>> begin EXERCISE DATA

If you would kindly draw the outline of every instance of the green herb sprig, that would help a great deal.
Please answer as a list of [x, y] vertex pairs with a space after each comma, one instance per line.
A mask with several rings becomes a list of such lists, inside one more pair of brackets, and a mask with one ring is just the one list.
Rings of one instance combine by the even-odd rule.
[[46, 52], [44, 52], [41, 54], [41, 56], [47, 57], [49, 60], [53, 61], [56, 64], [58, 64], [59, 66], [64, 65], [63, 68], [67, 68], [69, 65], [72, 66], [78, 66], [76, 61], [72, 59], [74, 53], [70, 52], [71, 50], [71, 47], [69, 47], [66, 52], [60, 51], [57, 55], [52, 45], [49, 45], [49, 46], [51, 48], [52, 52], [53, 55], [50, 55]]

>> end EXERCISE DATA

- DO THIS -
Reproduce every line of the rows above verbatim, altering nothing.

- FINAL ANSWER -
If you would kindly draw the outline of every instance of the green herb sprig, that would help a great deal.
Please answer as a list of [x, y] vertex pairs with a space after each comma, one instance per line.
A mask with several rings becomes a list of such lists, inside one more pair of brackets, and a mask with one ring is just the one list.
Rings of one instance combine by the even-odd rule.
[[46, 52], [44, 52], [41, 54], [41, 56], [47, 57], [49, 60], [53, 61], [56, 64], [58, 64], [59, 66], [64, 65], [63, 68], [67, 68], [69, 65], [72, 66], [78, 66], [76, 61], [72, 59], [74, 53], [70, 52], [71, 50], [71, 47], [69, 47], [66, 52], [60, 51], [57, 55], [52, 45], [49, 45], [49, 46], [51, 48], [52, 52], [53, 55], [50, 55]]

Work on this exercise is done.